Task instructions: Return all the data exactly, keeping the pictures out.

Segment Start: Information

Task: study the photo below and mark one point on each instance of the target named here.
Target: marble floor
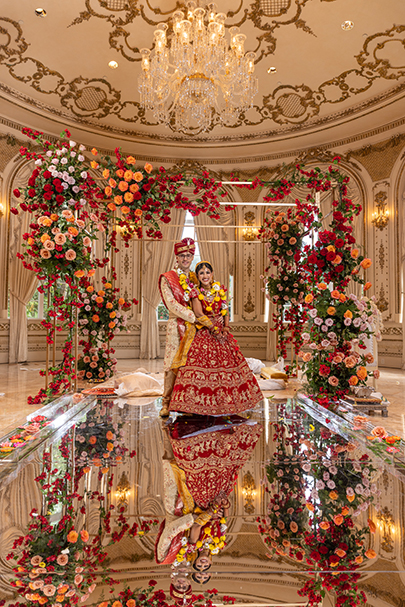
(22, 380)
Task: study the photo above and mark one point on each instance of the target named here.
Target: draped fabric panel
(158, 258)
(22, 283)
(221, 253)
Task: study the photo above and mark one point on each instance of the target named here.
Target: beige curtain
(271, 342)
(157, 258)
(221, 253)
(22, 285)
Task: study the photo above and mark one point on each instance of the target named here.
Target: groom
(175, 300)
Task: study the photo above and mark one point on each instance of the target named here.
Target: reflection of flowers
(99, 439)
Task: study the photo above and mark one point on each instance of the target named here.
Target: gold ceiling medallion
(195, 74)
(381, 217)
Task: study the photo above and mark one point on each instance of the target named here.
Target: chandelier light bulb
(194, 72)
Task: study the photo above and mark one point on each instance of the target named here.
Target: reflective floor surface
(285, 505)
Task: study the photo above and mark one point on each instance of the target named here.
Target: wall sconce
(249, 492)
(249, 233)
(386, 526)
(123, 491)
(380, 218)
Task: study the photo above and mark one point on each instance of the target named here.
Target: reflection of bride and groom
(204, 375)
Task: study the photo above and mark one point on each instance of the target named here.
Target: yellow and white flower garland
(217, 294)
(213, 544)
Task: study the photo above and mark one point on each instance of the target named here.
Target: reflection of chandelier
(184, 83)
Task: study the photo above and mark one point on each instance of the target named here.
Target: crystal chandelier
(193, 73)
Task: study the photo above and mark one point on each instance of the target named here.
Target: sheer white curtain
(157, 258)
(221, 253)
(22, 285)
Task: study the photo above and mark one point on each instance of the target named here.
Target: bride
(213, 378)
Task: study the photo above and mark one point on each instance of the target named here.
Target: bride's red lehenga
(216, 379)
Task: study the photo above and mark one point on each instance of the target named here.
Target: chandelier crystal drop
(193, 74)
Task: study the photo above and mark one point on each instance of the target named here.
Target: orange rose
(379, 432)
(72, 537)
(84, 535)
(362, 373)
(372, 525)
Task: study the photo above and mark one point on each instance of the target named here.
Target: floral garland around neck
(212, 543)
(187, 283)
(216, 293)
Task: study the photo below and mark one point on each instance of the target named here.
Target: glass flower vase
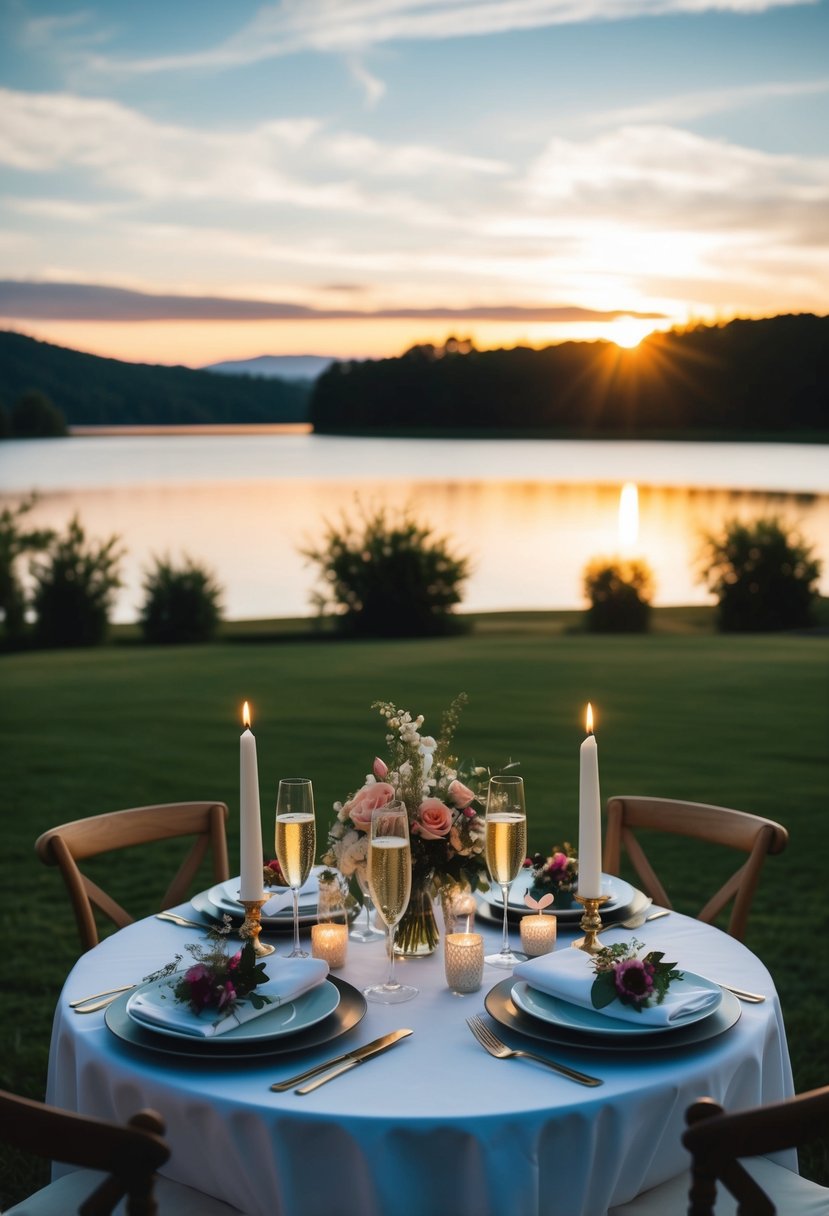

Segment End: Information

Solution:
Task: study the photo below and mark one point on each instance of the target named here.
Target: marble floor
(22, 380)
Task: study the photo above and mark one point on each instance of the target named here.
Target: draped fabric panel
(158, 258)
(22, 283)
(221, 253)
Task: study the photo above and mark one point on each instance of the target named here.
Target: beige curtain
(271, 342)
(157, 258)
(221, 253)
(22, 285)
Task: study the photo above and mark one point on each instance of the target named here.
Target: groom
(175, 300)
Task: study the photo above and mark one point on each instance of the target named here.
Target: reflection of flowers
(99, 439)
Task: study the photo above and mark one point on each instance of the target named here.
Target: gold ceiling medallion
(195, 74)
(381, 217)
Task: study the photo above and mark one point on each instance of the target named here.
Target: chandelier light bulb
(194, 72)
Task: study the photo above and mark one point on each instance of the target named here.
Target: reflective floor surface
(285, 505)
Task: study the photo above and mark one point on each instance of the target named here.
Target: wall sconce
(249, 492)
(249, 233)
(386, 526)
(123, 491)
(380, 218)
Task: study the photo above and mark one point on each instance of the target named here.
Target: reflection of bride and groom
(204, 375)
Task: study the photo above and mark one point on each instance of the target named here.
Target: yellow and white flower garland
(217, 294)
(213, 544)
Task: study the photo above and mark one point on each instance of the target named here.
Target: reflection of chandelier
(184, 83)
Task: study the photo above and mark one point on each instance of the target named here.
Target: crystal chandelier
(193, 73)
Task: study the photo above and mark one point on each instance of the target named here.
Target: sheer white curtain
(157, 258)
(221, 253)
(22, 285)
Task: study the photo above and mark one point on each instance of the target named here.
Target: bride
(213, 378)
Task: study the photo above and mark one point on each instance of the target named here.
Target: bride's red lehenga
(216, 379)
Task: study the photo above and mark one point on each instance of the target named here.
Target: chandelier crystal drop
(193, 74)
Task: study the photo above and mark one point on each instance of the target named here.
Target: orange rose
(379, 432)
(72, 537)
(84, 535)
(362, 373)
(372, 525)
Task: study the photo above and mark one point on each instance of the target named here.
Target: floral garland around neck
(212, 543)
(187, 283)
(216, 293)
Task: study the photo below and mark one point on each instance of the target named here.
Target: glass flower vase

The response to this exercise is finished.